(EXCERPTED PASSAGE)

::::::::::

Food Allergies and Your Skin
SKIN CONDITIONS AS AN ALLERGIC RESPONSE TO FOOD
URTICARIA - HIVES
The skin is a common target organ for allergic responses to food. Acute urticaria is characterized by pruritic, transient, erythematous raised lesions, sometimes accompanied by localized swelling (angioedema). Food allergy accounts for up to 20 percent of cases of acute urticaria and is mediated by IgE specific to food protein. Lesions usually occur within one hour after ingestion of or contact with the causal food. Because only 1.4 percent of cases of chronic or persistent urticaria (i.e., lasting more than six weeks) are caused by food allergy, a search for a causative food in the initial evaluation of this condition is not generally warranted.
Atopic dermatitis usually begins in early infancy and is characterized by a typical distribution (face, scalp and extremities), extreme pruritus and a chronic and relapsing course. This inflammatory skin condition is frequently associated with allergic disorders (e.g., asthma and allergic rhinitis) and with a family history of allergy. Evidence suggests that IgE-mediated food allergy plays a pathogenic role in atopic dermatitis, particularly in children, although non–IgE-mediated food allergy has also been implicated. Clinical studies using double-blind, placebo-controlled food challenges have shown that 37 percent of children with moderate atopic dermatitis have food allergy. By contrast, 6 to 8 percent of infants and children in the general population are allergic to some type of food.
Dermatitis herpetiformis is a chronic papulovesicular skin disorder in which lesions are distributed over the extensor surfaces of the elbows, knees and buttocks. The disorder is associated with a specific non–IgE-mediated immune sensitivity to gluten (a protein found in wheat, barley, oat and rye). Although dermatitis herpetiformis is related to celiac disease, patients often appear to have no associated gastrointestinal problems. The rash abates with the elimination of gluten from the diet.

::::::::::

(ENTRIES SUPPLIED)
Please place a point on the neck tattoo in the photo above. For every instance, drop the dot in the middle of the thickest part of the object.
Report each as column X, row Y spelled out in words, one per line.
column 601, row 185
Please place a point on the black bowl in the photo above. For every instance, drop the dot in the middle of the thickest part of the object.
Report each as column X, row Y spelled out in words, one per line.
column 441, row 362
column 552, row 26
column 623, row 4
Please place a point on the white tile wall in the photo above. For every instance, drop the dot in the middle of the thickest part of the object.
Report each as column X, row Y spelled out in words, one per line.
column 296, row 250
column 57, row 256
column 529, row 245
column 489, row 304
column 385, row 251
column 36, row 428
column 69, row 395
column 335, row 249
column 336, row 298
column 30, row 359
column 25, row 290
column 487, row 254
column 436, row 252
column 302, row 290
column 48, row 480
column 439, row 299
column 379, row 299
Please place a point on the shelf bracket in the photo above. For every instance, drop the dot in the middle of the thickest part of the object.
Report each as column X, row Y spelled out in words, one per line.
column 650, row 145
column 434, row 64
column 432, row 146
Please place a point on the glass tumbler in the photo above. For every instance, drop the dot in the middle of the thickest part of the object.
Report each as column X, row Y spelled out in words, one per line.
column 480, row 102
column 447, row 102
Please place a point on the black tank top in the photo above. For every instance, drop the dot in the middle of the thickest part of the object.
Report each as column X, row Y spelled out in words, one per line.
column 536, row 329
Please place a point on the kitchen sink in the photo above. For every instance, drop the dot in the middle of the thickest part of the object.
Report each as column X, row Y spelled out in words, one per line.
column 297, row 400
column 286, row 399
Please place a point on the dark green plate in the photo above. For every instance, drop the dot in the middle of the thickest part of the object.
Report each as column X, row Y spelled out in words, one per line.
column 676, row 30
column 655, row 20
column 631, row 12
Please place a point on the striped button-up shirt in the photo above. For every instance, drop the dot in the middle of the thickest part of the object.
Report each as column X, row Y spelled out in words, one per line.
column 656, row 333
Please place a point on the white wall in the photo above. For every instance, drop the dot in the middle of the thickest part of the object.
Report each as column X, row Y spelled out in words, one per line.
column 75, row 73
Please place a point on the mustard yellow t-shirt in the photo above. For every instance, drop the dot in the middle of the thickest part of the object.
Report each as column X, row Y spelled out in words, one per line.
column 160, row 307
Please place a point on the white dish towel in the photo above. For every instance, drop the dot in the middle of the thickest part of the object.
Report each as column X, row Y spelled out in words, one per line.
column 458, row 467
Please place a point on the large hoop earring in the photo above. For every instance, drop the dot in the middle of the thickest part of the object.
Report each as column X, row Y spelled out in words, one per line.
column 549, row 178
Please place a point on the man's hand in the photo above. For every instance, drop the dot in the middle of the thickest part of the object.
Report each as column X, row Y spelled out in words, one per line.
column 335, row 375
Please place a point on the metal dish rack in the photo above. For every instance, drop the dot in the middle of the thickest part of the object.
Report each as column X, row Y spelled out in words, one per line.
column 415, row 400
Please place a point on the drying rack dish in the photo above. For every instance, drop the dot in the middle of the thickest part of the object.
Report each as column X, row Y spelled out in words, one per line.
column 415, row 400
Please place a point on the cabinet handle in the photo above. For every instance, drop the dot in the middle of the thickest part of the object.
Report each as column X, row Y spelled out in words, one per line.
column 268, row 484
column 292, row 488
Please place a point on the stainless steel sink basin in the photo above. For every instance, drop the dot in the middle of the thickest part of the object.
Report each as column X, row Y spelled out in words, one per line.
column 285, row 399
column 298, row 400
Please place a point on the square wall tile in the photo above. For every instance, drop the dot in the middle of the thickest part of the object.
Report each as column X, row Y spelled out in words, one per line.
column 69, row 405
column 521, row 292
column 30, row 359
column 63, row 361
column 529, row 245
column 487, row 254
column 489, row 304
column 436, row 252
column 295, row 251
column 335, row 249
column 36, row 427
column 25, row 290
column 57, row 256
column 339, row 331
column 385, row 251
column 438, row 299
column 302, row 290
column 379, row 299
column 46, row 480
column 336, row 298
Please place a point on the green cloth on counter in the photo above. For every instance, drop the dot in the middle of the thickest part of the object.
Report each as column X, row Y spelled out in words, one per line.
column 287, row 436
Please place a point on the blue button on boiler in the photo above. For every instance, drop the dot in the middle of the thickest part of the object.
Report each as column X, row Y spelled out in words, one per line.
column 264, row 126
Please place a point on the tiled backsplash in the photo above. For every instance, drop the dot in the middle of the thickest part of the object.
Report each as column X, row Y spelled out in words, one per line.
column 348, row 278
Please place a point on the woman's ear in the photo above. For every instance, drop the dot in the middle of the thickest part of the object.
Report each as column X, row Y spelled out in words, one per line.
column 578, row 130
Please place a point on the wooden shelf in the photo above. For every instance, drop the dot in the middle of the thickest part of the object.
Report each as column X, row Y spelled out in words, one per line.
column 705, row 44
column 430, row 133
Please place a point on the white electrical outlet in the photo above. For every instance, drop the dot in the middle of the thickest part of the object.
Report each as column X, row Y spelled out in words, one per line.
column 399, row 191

::::::::::

(QUESTIONS ON THE MATERIAL)
1. Rewrite the paragraph of the article on food allergies and the skin that begins "Dermatitis herpetiformis is a chronic papulovesicular" as a short bulleted list, keeping its main facts.
2. Answer these questions using the article on food allergies and the skin:
(a) Up to what percentage of acute urticaria cases does food allergy account for?
(b) According to double-blind, placebo-controlled food challenges, what percentage of children with moderate atopic dermatitis have food allergy?
(c) Which four grains does the article name as containing gluten?
3. Write out the part of the article on food allergies and the skin that opens with the words containing "Dermatitis herpetiformis is a" and closes with "from the diet.".
The records have no connection to the text above them.

(TASK RESPONSES)
1.
- Dermatitis herpetiformis is a chronic papulovesicular skin disorder.
- Lesions appear on the extensor surfaces of the elbows, knees and buttocks.
- It is linked to a specific non–IgE-mediated immune sensitivity to gluten, a protein in wheat, barley, oat and rye.
- It is related to celiac disease, but patients often seem to have no associated gastrointestinal problems.
- The rash subsides when gluten is removed from the diet.

2.
(a) Up to 20 percent.
(b) 37 percent.
(c) Wheat, barley, oat and rye.

3.
Dermatitis herpetiformis is a chronic papulovesicular skin disorder in which lesions are distributed over the extensor surfaces of the elbows, knees and buttocks. The disorder is associated with a specific non–IgE-mediated immune sensitivity to gluten (a protein found in wheat, barley, oat and rye). Although dermatitis herpetiformis is related to celiac disease, patients often appear to have no associated gastrointestinal problems. The rash abates with the elimination of gluten from the diet.